** Begin Text segment **
Note the following about building Clusters.

  • A message appears in the Clusters tab for the view to indicate that Clustering is in progress.
  • The Clustering could take some time, depending on the size of the view.
  • All future visits to the Clusters tab for that view can be handled quickly.
  • You will see a number of Work Basket tasks associated with the Clustering of each top-level Cluster and Subcluster while the Clustering is in progress. (Many of these tasks are temporary, and are not retained once Clustering has been completed.)

Once you build Clusters, you can use the Clusters tab for the following tasks:

  • Browse the Clusters of related documents.
  • View the Top Terms that define the data within the view, Cluster by Cluster.
  • View the documents in a Cluster.
  • Update Clustering, Rebuild Clustering, and build Subclusters from a large Cluster of documents.

The Clusters tab provides a Cluster View with two sections:

  • Cluster List and Cluster toolbar — This section provides a paged list of all Clusters in the view. Each Cluster has a name and Top Terms, document state, and a Tag State for applied Tags. When you click to select a Cluster, the bottom half of the screen updates to show the documents list for the Cluster. Each Cluster represents a groups of documents with similar content. With a small view, you see a simple list of the Clusters. On a larger view, or after performing a Subcluster operation on an existing Cluster, you might have levels of Clusters (Subclusters).
  • Document List and Document toolbar — This section provides a paged list of the documents in the currently selected Cluster.

Note: For a Cluster document list, if you enable the Hide Duplicates option, the number shown in the bottom right portion of the screen will update to show the deduplicated count (for example, Display 1-50 of 250). The number of duplicates is not displayed for this view type, however. For information that applies to all document lists, see Work with a Document List.

Expand and Explore Clusters in the Cluster List

Once you have built Clusters with the desired level of Subclusters, you can expand and explore the content of a Cluster, keeping the top-level Cluster open as you explore the available Subcluster levels (based on how you chose to build your Clusters). Indentation of the associated icon in the Top Terms column helps you keep track of the different levels. To explore a Cluster, use the appropriate icon in the Top Terms column, as follows:

  • Click the icon to expand a given Cluster to reveal its first-level Subclusters. Click the indentedicon for a first-level Subcluster to reveal its second-level Subclusters. Do the same for any additional Subcluster levels that you want to explore.

  • Click the icon to close a given Cluster or Subcluster.
** End Text segment **
Request 1
Answer these questions using the Clusters tab text, giving one answer per line marked (a), (b), (c):
(a) What appears in the Clusters tab while Clustering is in progress?
(b) What are the two sections of the Cluster View?
(c) What helps you keep track of the different Cluster levels?
Request 2
For each statement, decide whether the Clusters tab text supports it. Answer yes or no and quote the words that decide it.
(a) Most Work Basket tasks created during Clustering are kept after Clustering finishes.
(b) With Hide Duplicates enabled, a Cluster document list shows the number of duplicates.
(c) Selecting a Cluster makes the bottom half of the screen show that Cluster's documents.
Request 3
Pick up the Clusters tab text after its final sentence and keep writing.
** Begin Provided data **
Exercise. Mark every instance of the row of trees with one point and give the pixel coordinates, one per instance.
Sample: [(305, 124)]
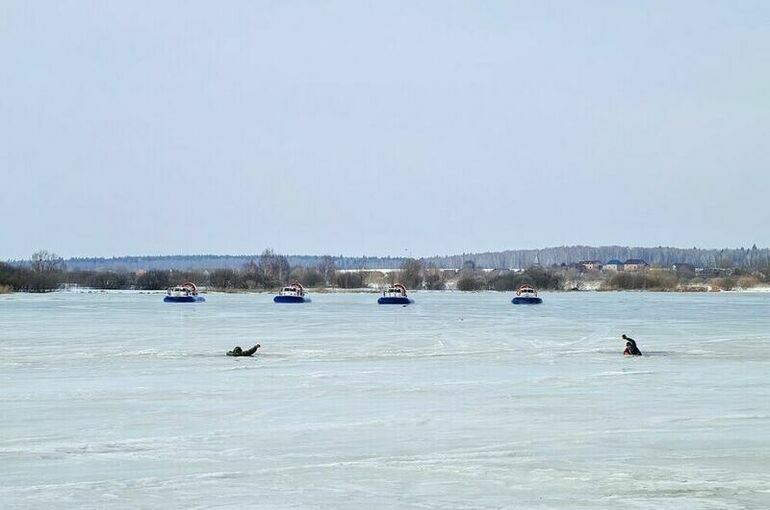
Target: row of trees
[(45, 272)]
** End Provided data **
Exercise output 1
(a) A message indicating that Clustering is in progress.
(b) Cluster List and Cluster toolbar; Document List and Document toolbar.
(c) Indentation of the associated icon in the Top Terms column.

Exercise output 2
(a) No: "Many of these tasks are temporary, and are not retained once Clustering has been completed."
(b) No: "The number of duplicates is not displayed for this view type, however."
(c) Yes: "When you click to select a Cluster, the bottom half of the screen updates to show the documents list for the Cluster."

Exercise output 3
If there are no Subclusters to open and view, you will not see an icon in the Top Terms column.

You can use main toolbar or context menu options (right-click options) for a Cluster to perform additional Cluster operations.

The Clusters list displays these columns by default:

  • ID – The ID of the Cluster (for example, 1). A plus sign + indicates a Cluster that has Subclusters. Clicking the + reveals the Clusters in that parent Cluster.
  • Top Terms – The Top Terms for the Cluster. These indicate the type of information that is shared by the documents.

Note: For data that was processed or reprocessed prior to 4.3.11.0, the Top Terms for a Cluster may include tokensClosed In data processed prior to 4.3.11.0, labels that the parsing software associates with each document to track the different types of content in the document. Also used to identify documents that experienced parsing errors. (parsing tokens, or tokens associated with Patterns that are enabled and have values stored). Clusters do not include tokens as of 4.3.11.0.

  • Documents – The number of documents in that Cluster (or Subcluster).
  • Tags – One or more Tags that have been applied to an entire Cluster. Each Tag has a color assigned to it. You can tag Clusters or Subclusters. When you tag and entire Subcluster, the Tag appears for that entire Subcluster, but not at the Cluster level.

Optional column you can display:

  • Name – The full name used for the Cluster (for example, ProjectData-1). The name includes the view or search result name plus the ID.

For multipage lists, you can select a page to display. By default, a given page will display 100 items. The paging area shows a range and enables you to enter the page number in the box or use the appropriate arrows to navigate.

You can perform an immediate refresh by clicking the icon on the Page Control bar.

Use the Cluster Toolbar Actions

You can perform the following main Cluster actions:

  • Rebuild... – This toolbar option removes all of the current Clusters from the view and rebuilds all Clusters, potentially yielding different results. When you rebuild Clusters, you have the option to Subcluster using a number of Subcluster levels. You may notice that the Subcluster level you select for this operation will cause the level to be retained when you then perform Subclustering of a Cluster, and will stick until you Rebuild again at a different level or just generate top-level Clusters without selecting Subclustering. Note that generation and download of the Cluster report is unavailable during a rebuild of the Clusters. If you are constantly adding and removing documents from a clustered view, you may need to navigate back to the view and rebuild all of the Clusters.
  • Generate Report... (requires Document Reports permission) – This toolbar option enables you to generate a Cluster report as an XLSX file. Once the report has been generated, you can download the report from the Work Basket. When you select this option, a Generate Cluster Report dialog enables you to select whether you want to include a number of Subcluster levels in the report. Note that the XLSX uses a structure that enables you to view the different levels of Clusters (the top-level Clusters as well as the selected number of Subcluster levels). In the XLSX, you can click the plus sign (+) to the far left to expand a given top-level Cluster and explore its Subclusters.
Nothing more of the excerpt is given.